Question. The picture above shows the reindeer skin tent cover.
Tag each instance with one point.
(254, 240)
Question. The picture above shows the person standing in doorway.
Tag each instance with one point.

-------

-- Problem to work on --
Return the whole listing, word for word.

-- Solution to the exercise --
Question. The picture above shows the reindeer skin tent cover.
Tag each instance with one point.
(254, 240)
Question. The picture above shows the person standing in doorway.
Tag each instance with one point.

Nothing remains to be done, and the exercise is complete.